§ **Problèmes posés**:
(1) Dans l'extrait du document sur la porte de service, quelle solution chaque partie souhaite-t-elle ?
(2) Poursuivez l'extrait du document sur la porte de service après sa dernière phrase.

§ **Extrait du document**:
+---+

Point 1: Réparation de la porte de service

 

[71]         La preuve non contredite est à l'effet que la porte de service était embossée à plusieurs endroits dès la réception du bâtiment et que l'Entrepreneur n'a jamais nié le problème. Le litige provient du fait que les parties ne s'entendent pas sur la solution, les Bénéficiaires souhaitant le remplacement de la porte et l'Entrepreneur voulant réparer.

[72]         Le Tribunal comprend les inquiétudes des Bénéficiaires concernant le respect de la garantie par le fabricant Solaris, considérant les réserves qui apparaissent sur son site WEB. Les Bénéficiaires ont, à juste titre, contesté à l'audience le dépôt, par l'Entrepreneur, d'un courriel portant la signature du directeur du service après-vente de Solaris, par lequel le fabricant écrit que la réparation qu'entend effectuer l'Entrepreneur n'affectera pas la garantie originale de cinq ans sur la porte.

[73]         Par ailleurs, le Tribunal saisit mal l'insistance de l'Entrepreneur à réparer la porte alors que les Bénéficiaires lui auraient, selon la preuve non contredite, offert d'en défrayer le coût supplémentaire de son remplacement, d'ailleurs assez peu important selon la preuve faite.

+---+

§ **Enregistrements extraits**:

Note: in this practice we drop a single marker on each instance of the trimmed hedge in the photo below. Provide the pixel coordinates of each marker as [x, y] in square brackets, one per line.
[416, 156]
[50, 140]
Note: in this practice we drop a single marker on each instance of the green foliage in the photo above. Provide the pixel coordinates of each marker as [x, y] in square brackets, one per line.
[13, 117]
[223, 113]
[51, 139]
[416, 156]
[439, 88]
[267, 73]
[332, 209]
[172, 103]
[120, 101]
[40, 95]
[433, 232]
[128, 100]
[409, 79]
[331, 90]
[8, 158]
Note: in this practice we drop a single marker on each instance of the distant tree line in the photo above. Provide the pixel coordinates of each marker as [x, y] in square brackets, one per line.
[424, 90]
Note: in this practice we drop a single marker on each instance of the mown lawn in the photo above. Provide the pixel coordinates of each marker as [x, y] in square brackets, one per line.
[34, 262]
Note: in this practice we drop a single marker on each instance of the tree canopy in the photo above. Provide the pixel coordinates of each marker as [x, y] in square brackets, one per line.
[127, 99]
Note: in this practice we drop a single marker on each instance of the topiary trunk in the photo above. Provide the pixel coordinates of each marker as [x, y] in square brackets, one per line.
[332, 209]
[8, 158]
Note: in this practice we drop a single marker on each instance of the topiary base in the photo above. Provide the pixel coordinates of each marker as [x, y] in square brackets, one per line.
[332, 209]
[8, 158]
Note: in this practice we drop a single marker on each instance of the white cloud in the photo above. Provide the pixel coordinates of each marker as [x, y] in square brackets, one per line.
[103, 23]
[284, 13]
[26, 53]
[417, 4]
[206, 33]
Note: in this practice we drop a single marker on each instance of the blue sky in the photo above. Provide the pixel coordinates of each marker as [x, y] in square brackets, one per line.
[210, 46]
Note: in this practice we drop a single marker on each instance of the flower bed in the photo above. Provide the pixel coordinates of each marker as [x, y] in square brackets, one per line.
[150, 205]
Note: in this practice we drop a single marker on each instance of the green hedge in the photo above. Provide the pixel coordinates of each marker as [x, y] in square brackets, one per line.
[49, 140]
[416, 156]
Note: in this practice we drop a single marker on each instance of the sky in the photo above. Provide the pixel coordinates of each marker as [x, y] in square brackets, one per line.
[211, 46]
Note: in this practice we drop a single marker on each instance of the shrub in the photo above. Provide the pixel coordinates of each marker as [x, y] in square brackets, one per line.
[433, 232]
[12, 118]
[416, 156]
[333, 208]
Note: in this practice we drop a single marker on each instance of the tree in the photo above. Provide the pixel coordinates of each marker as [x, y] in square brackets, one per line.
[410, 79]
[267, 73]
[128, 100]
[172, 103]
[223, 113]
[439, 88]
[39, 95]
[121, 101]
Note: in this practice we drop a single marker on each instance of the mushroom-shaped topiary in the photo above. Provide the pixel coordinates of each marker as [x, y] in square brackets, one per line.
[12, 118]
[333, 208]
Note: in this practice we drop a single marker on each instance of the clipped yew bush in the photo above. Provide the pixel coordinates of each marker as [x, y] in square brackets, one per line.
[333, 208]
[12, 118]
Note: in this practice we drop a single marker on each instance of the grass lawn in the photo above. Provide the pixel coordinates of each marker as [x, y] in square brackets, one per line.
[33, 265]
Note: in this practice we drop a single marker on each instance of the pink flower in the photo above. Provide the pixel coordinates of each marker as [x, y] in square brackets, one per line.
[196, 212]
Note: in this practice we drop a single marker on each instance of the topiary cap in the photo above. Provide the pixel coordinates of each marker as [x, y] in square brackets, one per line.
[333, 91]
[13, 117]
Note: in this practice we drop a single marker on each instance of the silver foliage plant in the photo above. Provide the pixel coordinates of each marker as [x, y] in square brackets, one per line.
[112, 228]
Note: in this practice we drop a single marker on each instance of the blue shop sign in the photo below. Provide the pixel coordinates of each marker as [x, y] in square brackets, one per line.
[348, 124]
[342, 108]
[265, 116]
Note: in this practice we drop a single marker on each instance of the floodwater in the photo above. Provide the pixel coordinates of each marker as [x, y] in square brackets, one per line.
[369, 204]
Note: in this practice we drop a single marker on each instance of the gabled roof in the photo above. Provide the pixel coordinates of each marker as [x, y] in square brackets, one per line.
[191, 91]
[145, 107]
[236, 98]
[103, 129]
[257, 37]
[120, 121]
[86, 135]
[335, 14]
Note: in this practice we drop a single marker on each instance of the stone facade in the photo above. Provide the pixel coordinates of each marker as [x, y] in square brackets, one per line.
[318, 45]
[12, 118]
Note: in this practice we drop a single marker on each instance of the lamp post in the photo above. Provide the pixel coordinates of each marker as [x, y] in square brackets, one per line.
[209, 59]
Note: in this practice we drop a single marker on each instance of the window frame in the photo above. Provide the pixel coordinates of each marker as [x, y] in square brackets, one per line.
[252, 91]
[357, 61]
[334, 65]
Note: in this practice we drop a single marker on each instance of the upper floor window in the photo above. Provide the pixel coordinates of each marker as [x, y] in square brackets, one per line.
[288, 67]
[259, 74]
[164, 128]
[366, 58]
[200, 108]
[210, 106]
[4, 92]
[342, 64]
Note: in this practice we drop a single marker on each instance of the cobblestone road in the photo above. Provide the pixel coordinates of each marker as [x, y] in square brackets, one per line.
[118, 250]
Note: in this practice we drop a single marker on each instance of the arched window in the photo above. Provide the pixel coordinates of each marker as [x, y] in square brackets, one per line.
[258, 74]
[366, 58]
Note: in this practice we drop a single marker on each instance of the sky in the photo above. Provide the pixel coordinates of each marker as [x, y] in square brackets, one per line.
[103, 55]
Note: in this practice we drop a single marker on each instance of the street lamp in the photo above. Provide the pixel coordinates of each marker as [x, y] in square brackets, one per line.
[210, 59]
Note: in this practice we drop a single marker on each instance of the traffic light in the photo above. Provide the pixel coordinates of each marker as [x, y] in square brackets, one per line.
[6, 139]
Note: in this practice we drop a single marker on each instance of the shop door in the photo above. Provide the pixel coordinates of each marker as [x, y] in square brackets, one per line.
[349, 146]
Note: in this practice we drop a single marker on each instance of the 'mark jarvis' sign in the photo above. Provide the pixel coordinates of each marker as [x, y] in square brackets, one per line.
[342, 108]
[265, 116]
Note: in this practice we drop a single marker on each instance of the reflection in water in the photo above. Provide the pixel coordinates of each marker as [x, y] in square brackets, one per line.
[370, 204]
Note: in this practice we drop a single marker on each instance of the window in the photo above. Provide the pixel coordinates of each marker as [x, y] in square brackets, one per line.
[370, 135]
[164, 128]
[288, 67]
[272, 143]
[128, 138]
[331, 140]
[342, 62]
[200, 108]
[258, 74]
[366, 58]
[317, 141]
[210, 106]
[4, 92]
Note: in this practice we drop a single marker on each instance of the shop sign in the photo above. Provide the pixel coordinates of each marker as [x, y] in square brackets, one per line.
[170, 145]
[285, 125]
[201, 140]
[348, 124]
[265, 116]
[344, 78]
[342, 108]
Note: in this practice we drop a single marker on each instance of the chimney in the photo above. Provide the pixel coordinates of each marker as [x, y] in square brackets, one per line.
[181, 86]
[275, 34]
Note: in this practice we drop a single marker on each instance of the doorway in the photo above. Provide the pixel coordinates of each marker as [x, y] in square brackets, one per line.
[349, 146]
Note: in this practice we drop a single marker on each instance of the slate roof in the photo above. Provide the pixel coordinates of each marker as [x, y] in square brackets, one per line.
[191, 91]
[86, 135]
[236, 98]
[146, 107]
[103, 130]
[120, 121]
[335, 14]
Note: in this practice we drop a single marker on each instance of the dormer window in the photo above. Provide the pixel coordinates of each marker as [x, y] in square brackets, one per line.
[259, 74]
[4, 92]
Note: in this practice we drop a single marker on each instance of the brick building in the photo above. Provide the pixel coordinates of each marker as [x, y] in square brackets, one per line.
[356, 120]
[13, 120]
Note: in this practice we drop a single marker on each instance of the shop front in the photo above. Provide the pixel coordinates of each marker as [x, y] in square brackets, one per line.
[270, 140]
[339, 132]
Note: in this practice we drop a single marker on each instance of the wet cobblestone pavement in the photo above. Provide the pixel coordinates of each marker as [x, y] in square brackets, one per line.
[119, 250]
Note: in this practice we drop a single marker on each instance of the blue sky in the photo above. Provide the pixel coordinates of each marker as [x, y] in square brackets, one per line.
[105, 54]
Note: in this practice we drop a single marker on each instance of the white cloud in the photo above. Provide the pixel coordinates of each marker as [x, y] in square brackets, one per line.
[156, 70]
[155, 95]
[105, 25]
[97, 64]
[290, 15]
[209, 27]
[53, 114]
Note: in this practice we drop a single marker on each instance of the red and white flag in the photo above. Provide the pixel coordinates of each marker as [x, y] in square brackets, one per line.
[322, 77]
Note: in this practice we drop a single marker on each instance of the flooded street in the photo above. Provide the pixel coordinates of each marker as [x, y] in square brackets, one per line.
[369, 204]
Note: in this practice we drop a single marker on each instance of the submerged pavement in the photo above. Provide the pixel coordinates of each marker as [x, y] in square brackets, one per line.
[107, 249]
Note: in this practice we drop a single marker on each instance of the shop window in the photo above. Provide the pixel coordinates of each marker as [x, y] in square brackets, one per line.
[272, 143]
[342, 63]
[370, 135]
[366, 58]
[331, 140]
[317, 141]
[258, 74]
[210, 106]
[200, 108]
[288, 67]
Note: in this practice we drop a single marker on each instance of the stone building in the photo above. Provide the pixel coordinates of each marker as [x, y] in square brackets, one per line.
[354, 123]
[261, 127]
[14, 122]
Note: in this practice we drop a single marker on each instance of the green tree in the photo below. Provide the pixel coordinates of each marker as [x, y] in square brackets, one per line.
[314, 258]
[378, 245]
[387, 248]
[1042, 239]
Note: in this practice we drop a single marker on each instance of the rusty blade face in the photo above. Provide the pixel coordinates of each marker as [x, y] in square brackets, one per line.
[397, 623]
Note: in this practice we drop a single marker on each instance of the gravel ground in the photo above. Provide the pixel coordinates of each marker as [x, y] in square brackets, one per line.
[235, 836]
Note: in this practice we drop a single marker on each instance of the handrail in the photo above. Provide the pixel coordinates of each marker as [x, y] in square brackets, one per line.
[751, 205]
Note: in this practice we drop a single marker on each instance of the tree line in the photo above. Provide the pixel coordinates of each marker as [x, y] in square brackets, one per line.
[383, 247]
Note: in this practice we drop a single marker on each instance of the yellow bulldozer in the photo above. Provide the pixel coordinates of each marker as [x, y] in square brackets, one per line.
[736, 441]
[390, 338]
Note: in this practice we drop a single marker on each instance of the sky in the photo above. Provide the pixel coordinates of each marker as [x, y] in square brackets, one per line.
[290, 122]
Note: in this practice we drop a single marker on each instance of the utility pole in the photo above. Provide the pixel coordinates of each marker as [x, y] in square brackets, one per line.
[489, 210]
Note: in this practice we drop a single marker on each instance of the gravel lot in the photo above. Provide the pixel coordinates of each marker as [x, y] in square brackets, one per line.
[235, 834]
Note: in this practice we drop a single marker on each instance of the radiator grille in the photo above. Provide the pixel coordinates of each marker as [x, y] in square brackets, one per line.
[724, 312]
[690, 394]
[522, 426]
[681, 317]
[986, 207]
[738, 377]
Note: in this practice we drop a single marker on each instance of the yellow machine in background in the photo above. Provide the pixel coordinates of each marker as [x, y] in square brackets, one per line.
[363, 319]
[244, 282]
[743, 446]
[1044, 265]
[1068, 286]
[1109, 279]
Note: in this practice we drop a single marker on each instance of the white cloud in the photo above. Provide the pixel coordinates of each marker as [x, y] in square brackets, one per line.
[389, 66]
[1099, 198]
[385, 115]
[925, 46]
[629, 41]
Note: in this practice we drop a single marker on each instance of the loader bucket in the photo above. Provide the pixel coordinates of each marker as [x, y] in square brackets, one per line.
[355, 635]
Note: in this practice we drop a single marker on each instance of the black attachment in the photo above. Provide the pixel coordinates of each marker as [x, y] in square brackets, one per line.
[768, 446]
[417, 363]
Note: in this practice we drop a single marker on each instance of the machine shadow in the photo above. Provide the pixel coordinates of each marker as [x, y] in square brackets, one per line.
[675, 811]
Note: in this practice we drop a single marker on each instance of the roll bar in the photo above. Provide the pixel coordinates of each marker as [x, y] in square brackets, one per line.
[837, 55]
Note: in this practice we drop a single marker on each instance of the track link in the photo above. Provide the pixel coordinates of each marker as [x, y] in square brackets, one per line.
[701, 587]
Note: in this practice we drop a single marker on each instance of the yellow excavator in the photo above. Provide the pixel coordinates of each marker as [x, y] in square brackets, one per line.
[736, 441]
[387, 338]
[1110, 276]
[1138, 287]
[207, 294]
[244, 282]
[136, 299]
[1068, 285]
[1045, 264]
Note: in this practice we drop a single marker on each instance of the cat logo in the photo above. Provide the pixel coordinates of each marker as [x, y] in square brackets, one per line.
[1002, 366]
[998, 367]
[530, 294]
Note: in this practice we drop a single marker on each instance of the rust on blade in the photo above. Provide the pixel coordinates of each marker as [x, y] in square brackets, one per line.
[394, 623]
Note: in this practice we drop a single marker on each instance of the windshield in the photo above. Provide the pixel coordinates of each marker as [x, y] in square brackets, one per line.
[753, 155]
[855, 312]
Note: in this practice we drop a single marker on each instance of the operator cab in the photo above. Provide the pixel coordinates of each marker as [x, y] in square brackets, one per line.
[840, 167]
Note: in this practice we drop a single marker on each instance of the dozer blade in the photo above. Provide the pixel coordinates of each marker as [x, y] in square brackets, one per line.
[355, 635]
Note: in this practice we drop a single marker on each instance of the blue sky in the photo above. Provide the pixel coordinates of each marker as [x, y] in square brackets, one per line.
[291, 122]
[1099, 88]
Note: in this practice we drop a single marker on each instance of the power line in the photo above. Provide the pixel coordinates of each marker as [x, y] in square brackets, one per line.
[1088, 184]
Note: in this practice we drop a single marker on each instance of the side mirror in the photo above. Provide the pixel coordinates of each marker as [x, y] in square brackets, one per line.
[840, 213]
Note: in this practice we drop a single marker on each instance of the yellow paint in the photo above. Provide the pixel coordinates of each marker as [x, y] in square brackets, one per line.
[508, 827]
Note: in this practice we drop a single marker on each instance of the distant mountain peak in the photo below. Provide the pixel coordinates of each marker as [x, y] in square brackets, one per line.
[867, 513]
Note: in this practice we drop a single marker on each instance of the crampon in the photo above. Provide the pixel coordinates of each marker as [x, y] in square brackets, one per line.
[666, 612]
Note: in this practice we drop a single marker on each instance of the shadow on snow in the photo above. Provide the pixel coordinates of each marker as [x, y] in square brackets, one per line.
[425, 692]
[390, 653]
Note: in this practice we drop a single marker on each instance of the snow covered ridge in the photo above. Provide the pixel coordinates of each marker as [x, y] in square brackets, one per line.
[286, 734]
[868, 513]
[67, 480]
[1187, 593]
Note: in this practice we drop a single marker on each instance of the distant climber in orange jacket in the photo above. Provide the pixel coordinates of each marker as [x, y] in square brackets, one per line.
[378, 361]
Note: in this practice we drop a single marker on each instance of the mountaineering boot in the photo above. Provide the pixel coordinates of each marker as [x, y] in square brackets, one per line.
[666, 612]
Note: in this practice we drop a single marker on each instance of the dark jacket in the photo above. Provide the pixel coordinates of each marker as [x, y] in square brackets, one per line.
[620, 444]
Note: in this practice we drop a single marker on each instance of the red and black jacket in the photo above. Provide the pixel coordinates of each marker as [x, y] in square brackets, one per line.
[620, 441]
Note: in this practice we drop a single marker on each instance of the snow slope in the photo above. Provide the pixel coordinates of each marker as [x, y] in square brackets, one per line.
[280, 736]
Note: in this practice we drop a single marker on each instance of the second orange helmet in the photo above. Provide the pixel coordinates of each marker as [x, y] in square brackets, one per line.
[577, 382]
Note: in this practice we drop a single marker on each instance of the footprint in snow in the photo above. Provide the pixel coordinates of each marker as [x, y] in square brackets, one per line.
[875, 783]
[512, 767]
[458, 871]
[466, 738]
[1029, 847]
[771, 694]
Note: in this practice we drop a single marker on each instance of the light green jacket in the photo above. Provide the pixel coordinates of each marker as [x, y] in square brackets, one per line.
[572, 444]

+---+

§ **Résultats attendus**:
(1) Les Bénéficiaires souhaitent le remplacement de la porte, alors que l'Entrepreneur veut la réparer.

(2)
[74]         Il ressort de la preuve que l'Entrepreneur retient la décision de l'Administrateur qui spécifie que "les portes métalliques qui comportent des bosses, des parties encavées ou des égratignures peuvent être réparées et repeintes par des entreprises spécialisées" . Or, à l'audition, l'inspecteur-conciliateur signataire de la décision, monsieur Richard Berthiaume, a témoigné avoir reproduit le Guide de performance de l'APCHQ. Le Tribunal précise que ce guide n'est pas une norme mais un indicateur des règles de l'art eu égard aux tolérances admissibles dans le milieu de la construction.

[75]         Cela dit, il est clair que, dès la dénonciation, les Bénéficiaires n'ont pas permis à l'Entrepreneur de corriger le problème, quitte à se pourvoir à nouveau en cas de réparation inadéquate.

[76]         Les Bénéficiaires n'ont pas non plus, par leur témoignage ou celui de leur expert, convaincu le Tribunal du bien-fondé de leurs prétentions, basées sur des appréhensions en regard de la nature inconnue de la réparation. La preuve est plutôt à l'effet que la réparation envisagée par l'Entrepreneur ne comporte aucun soulèvement de la plaque d'acier ou soudure mais plutôt l'apposition de "putty" et de peinture.

[77]         Les Bénéficiaires ont fait grand état d'être empêchés de présenter  certaines preuves à l'audience. D'ailleurs à ce titre, même si la preuve de l'enregistrement sonore ave un représentant de Solaris n'a pas été admise, le Tribunal croit qu'elle a été obtenue de façon discutable par monsieur Pierre, son interlocuteur n'ayant pas été avisé que la conversation était enregistrée et leurré sur le véritable motif de l'appel.

[78]         Quoiqu'en concluent les Bénéficiaires, il n'en demeure pas moins que, en application de l'article 2099 du Code civil du Québec, l'Entrepreneur a le libre choix des moyens, sujet à son obligation de résultat. Or, on ne lui a pas laissé ce choix ni donné l'occasion d'atteindre la performance attendue.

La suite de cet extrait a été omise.